_Exercise details:_
Can you carry on the forum thread below about kernel updates and virtualization crashes, picking up right after its last sentence?

_Source text:_
--

Result of a collaborative effort of kernel hackers to provide the best Linux kernel possible for everyday systems. "
I mean who doesn’t want that? =)
Noobyness aside, would you advice staying up to date on linux-lts rather than downgrading versions on zen like I’m doing now when facing crashes like this?
Each user's hardware is different, test different kernels to find which works best for you.
grrr. last update with my lts kernel, now the same problem with my virtualization.
I really love bleeding edge, but sometimes I miss my good old debian stable.
Someone has a clue?
There are updates coming to linux
and linux-zen
that fix an issue with BFQ. linux-zen
hit this issue (which caused kernel panics), linux
was less susceptible.
Update to 5.14.9-arch2 or 5.14.9-zen2 and see if the issue persists.
https://lore.kernel.org/lkml/1624640454.149631.1632987871186@office.mailbox.org/T/
You can thank our @anon34128669 for this detective work.
Sorry for the late reply, I was on holiday for a week..
I really would like to thank him for this work, but to be honest, I do not now how to proceed.
All my new kernels ( linux, linux-zen, linux-lts ) have the same problem.
Is it possible, that you tell me, how to install the kernel you explained by hand?
My actual list ( pacman -Ss linux | grep 5.14 ) shows only zen1 and arch1 kernel, which I have already installed.
Sad to see others have the same problem, but they could not solve it either.
from another garuda user
I just switched my system to the 29/09/2021, on which it made an update.

--

_Exercise data:_
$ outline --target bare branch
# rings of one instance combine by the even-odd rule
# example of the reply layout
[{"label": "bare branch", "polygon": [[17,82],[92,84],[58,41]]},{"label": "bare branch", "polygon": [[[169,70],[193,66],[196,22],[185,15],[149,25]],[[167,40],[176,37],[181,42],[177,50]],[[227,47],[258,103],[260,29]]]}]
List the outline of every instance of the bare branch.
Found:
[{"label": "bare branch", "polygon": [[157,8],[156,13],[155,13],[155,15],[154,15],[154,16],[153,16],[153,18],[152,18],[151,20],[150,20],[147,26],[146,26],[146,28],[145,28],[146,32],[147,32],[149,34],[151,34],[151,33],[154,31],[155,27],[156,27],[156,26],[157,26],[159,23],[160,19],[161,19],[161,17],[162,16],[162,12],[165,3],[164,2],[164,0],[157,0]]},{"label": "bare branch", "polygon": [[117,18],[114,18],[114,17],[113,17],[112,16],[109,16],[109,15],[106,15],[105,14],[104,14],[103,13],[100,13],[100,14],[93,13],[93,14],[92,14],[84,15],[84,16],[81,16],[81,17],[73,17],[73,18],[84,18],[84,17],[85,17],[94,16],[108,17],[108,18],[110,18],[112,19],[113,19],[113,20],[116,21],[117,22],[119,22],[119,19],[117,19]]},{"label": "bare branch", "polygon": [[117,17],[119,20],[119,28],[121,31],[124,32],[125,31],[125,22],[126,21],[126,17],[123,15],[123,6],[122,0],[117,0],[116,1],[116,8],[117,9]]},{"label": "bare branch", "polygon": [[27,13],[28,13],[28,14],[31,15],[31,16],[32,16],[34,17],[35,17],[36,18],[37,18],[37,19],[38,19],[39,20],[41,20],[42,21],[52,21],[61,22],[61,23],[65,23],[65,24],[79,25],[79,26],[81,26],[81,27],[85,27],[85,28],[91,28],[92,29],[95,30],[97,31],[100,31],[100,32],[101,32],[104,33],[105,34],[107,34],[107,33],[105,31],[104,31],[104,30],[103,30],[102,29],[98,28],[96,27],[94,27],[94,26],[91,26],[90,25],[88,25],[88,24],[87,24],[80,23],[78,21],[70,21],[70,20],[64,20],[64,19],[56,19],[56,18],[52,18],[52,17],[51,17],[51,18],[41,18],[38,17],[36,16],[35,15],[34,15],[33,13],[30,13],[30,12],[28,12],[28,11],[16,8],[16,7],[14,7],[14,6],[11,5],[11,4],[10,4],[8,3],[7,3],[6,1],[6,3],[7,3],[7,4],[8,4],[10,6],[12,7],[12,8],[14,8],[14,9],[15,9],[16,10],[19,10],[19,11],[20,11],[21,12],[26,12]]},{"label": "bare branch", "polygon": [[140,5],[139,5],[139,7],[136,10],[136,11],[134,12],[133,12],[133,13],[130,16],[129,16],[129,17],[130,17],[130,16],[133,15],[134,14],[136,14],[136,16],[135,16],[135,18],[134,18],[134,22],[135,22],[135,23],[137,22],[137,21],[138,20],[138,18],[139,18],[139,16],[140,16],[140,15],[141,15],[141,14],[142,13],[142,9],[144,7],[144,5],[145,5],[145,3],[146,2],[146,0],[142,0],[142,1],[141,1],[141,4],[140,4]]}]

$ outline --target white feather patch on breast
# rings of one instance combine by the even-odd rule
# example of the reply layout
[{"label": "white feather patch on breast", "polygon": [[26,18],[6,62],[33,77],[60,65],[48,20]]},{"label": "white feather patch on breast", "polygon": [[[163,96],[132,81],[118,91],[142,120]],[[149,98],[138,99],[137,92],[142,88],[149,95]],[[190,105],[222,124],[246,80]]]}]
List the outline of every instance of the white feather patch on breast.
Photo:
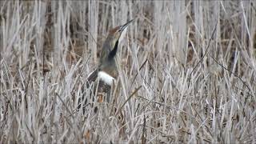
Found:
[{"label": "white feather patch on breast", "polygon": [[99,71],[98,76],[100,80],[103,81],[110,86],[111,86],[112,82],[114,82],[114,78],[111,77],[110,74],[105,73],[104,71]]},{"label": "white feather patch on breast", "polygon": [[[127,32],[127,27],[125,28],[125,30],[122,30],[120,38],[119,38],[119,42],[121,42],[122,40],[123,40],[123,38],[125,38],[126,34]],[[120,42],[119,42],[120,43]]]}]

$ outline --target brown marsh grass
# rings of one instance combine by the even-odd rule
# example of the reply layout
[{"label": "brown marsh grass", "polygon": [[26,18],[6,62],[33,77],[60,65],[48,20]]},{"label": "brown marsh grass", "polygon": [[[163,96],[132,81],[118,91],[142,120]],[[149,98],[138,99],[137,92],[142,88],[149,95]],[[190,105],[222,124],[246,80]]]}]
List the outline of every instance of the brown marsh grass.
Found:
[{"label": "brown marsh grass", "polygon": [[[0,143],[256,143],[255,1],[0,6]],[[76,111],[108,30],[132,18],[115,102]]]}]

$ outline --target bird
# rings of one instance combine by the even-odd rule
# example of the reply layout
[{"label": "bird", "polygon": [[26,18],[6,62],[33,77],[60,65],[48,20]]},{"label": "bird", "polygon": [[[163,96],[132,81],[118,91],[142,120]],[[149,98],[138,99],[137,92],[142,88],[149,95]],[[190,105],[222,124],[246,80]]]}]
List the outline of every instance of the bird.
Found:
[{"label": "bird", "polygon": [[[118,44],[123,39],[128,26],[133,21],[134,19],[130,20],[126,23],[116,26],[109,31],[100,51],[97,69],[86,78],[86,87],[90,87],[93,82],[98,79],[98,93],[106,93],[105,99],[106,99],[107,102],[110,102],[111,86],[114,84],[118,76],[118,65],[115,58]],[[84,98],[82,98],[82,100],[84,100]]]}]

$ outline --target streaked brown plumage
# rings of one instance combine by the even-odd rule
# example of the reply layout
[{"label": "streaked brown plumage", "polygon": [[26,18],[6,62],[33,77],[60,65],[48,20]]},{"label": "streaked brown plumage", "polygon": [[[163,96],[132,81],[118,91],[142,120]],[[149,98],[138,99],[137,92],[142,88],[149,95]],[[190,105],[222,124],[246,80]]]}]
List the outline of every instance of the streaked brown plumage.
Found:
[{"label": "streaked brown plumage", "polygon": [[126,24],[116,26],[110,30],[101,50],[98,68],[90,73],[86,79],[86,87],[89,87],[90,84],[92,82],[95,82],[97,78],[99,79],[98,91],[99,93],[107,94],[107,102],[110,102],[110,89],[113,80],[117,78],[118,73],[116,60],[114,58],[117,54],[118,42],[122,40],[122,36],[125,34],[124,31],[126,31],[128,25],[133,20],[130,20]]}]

--

_Answer to the exercise:_
My Kernel now is on 5.10.68~ and everythings works again, with the broken system it was on 5.14.10~.
So it is like you said and I thank @anon34128669 for his detective work, BUT what should I do now with this knowledge? Never update :=) ?
I'm not sure if you're being facetious, but apparently the issue you're having is different to what I thought it was.
If linux-lts
(5.10) works then there's some sort of regression in 5.14. If 5.10 newer than 5.10.68 also don't work correctly then that regression was backported.
If there's nothing in your log files that points in any direction then the only way forwards is to perform a kernel bisection to find the commit that introduces the issue, then report that to the kernel developers.
If 5.10.68 works but 5.10.69 does not then that also narrows the range of commits significantly and will make the bisection much quicker.
https://wiki.archlinux.org/index.php/Bisecting_bugs_with_Git
Hello Jonathan,
thank you for your answer.
I am not sure if I understand you correctly.
First of all, I don't mean this as a joke, of course.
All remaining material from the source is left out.